→ **YOUR GOAL**
Could you copy every entry exactly, dropping the pictures?

→ **INPUT DATA**

BEGIN

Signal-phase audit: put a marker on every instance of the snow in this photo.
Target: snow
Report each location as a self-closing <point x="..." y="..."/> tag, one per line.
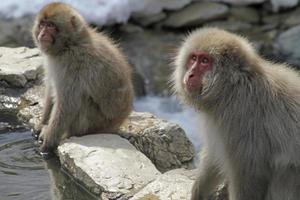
<point x="96" y="11"/>
<point x="168" y="108"/>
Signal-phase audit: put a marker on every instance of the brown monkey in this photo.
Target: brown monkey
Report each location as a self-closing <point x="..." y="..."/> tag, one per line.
<point x="253" y="117"/>
<point x="88" y="80"/>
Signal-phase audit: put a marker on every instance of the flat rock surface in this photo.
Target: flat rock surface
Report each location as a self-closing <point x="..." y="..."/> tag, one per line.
<point x="173" y="185"/>
<point x="165" y="143"/>
<point x="19" y="65"/>
<point x="106" y="163"/>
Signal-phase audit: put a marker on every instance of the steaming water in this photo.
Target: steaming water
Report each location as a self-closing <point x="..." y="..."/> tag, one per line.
<point x="25" y="175"/>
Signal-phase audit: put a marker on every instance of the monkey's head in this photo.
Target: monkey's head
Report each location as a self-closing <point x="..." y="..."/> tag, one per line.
<point x="209" y="61"/>
<point x="58" y="26"/>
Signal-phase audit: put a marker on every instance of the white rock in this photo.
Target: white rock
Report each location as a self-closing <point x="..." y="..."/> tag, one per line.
<point x="19" y="65"/>
<point x="106" y="163"/>
<point x="277" y="4"/>
<point x="239" y="2"/>
<point x="173" y="185"/>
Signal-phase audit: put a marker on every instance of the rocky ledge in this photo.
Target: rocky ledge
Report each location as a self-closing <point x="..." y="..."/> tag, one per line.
<point x="149" y="158"/>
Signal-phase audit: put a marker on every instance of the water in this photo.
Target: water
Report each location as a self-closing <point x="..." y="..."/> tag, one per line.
<point x="24" y="175"/>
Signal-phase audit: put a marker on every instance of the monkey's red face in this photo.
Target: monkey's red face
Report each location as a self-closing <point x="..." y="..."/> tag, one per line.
<point x="197" y="64"/>
<point x="47" y="32"/>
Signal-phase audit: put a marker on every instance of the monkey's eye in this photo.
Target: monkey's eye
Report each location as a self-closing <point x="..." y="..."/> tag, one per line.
<point x="194" y="58"/>
<point x="204" y="60"/>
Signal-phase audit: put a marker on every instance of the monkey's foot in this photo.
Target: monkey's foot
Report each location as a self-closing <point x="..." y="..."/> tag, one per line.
<point x="36" y="131"/>
<point x="35" y="134"/>
<point x="45" y="151"/>
<point x="47" y="155"/>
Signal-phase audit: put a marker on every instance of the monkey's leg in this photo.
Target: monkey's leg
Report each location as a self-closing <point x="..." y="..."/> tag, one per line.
<point x="285" y="184"/>
<point x="48" y="105"/>
<point x="248" y="186"/>
<point x="207" y="180"/>
<point x="61" y="116"/>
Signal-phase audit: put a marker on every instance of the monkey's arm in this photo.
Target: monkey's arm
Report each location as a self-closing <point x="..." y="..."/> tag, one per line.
<point x="48" y="104"/>
<point x="112" y="93"/>
<point x="66" y="104"/>
<point x="208" y="179"/>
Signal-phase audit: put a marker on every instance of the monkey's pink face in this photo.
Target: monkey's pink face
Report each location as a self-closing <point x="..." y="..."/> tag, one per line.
<point x="197" y="65"/>
<point x="46" y="33"/>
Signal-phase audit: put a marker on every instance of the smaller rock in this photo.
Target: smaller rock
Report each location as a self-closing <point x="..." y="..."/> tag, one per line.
<point x="19" y="65"/>
<point x="149" y="20"/>
<point x="292" y="19"/>
<point x="106" y="164"/>
<point x="165" y="143"/>
<point x="283" y="4"/>
<point x="231" y="25"/>
<point x="288" y="45"/>
<point x="196" y="14"/>
<point x="244" y="14"/>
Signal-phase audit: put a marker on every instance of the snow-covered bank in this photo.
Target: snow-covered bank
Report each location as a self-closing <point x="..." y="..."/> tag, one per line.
<point x="168" y="108"/>
<point x="95" y="11"/>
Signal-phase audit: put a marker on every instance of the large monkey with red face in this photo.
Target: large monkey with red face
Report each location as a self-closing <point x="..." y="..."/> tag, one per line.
<point x="252" y="108"/>
<point x="88" y="80"/>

END

→ **YOUR RESPONSE**
Signal-phase audit: put a marker on every instance of the snow in this photo.
Target: snow
Report each location as a self-closing <point x="..." y="..."/> tag, one per line.
<point x="96" y="11"/>
<point x="168" y="108"/>
Signal-phase audit: put a marker on every instance of the brown monkey in this photo.
Target: brown monkey
Report each location as a self-closing <point x="..." y="..."/> tag, one per line.
<point x="253" y="117"/>
<point x="88" y="80"/>
Signal-phase audit: put a marker on every instance of the flat rock surface in this photo.
Target: flat rock surface
Report each location as a self-closing <point x="..." y="..."/> tag, one per line.
<point x="173" y="185"/>
<point x="165" y="143"/>
<point x="19" y="65"/>
<point x="106" y="163"/>
Signal-phase audit: put a marker on every instance of the steaming water in this photo.
Target: steaming water
Report each location as a self-closing <point x="..." y="..."/> tag, one per line.
<point x="25" y="175"/>
Signal-phase audit: put a marker on every instance of the monkey's head in this photo.
Target: monkey's head
Report each location as a self-closing <point x="..." y="..."/> tag, one per line.
<point x="209" y="61"/>
<point x="58" y="26"/>
Signal-phase audit: put a marker on every instance of the white rock in this photo.
Target: white rock
Report each location as a self-closing <point x="..." y="..."/> tag, one per line.
<point x="19" y="65"/>
<point x="106" y="163"/>
<point x="277" y="4"/>
<point x="239" y="2"/>
<point x="173" y="185"/>
Signal-phase audit: put a marker on every instance of the rocky ledge in this photo.
Target: rocky ledge
Report each location as a self-closing <point x="..." y="..."/> tag, one per line.
<point x="149" y="158"/>
Signal-phase audit: put a marker on every instance of the water in this photo.
Target: water
Report each location as a self-closing <point x="..." y="..."/> tag, one per line.
<point x="24" y="175"/>
Signal-phase audit: put a marker on every instance of the monkey's red face in this photo.
Target: monkey's red face
Report each location as a self-closing <point x="..." y="..."/> tag, one per line.
<point x="197" y="64"/>
<point x="47" y="32"/>
Signal-phase audit: put a marker on every instance of the monkey's eye in this photo.
Target: monkey's eye
Report each location as a self-closing <point x="..." y="..."/> tag, one per line.
<point x="194" y="58"/>
<point x="204" y="60"/>
Signal-phase audit: put a marker on every instance of the monkey's foot in this photo.
Target: monkey's foot
Report each location as a self-closing <point x="..." y="..."/> tag, one per line.
<point x="36" y="131"/>
<point x="35" y="134"/>
<point x="45" y="151"/>
<point x="47" y="155"/>
Signal-phase audit: put a marker on every instance of the monkey's leg in this photo.
Target: monkey's leg
Report each location as a self-closing <point x="..." y="..."/> tag, one per line.
<point x="285" y="184"/>
<point x="48" y="105"/>
<point x="248" y="186"/>
<point x="207" y="180"/>
<point x="61" y="116"/>
Signal-phase audit: put a marker on every instance of the monkey's arm in this photo.
Target: monkey's arm
Report each location as a self-closing <point x="..." y="..."/> tag, one per line.
<point x="48" y="104"/>
<point x="112" y="93"/>
<point x="66" y="104"/>
<point x="208" y="179"/>
Signal-phase audit: put a marker on every instance of the monkey's pink face in this photo.
Target: monkey's pink face
Report each location as a self-closing <point x="..." y="..."/> tag, one per line.
<point x="197" y="65"/>
<point x="46" y="33"/>
Signal-phase audit: put a marker on every instance of the smaller rock in this photo.
Target: smaller rock
Report each location as a self-closing <point x="..." y="..."/> tag, one per line.
<point x="19" y="65"/>
<point x="149" y="20"/>
<point x="292" y="19"/>
<point x="106" y="164"/>
<point x="165" y="143"/>
<point x="283" y="4"/>
<point x="231" y="25"/>
<point x="288" y="45"/>
<point x="196" y="14"/>
<point x="244" y="14"/>
Signal-phase audit: put a marker on every instance of the snow-covered bank in this photo.
Target: snow-covered bank
Report each location as a self-closing <point x="..." y="..."/> tag, one per line.
<point x="168" y="108"/>
<point x="95" y="11"/>
Signal-phase audit: put a marker on every instance of the large monkey with red face in this photo.
Target: large monkey with red face
Report each location as a self-closing <point x="..." y="..."/> tag, one per line.
<point x="252" y="108"/>
<point x="88" y="80"/>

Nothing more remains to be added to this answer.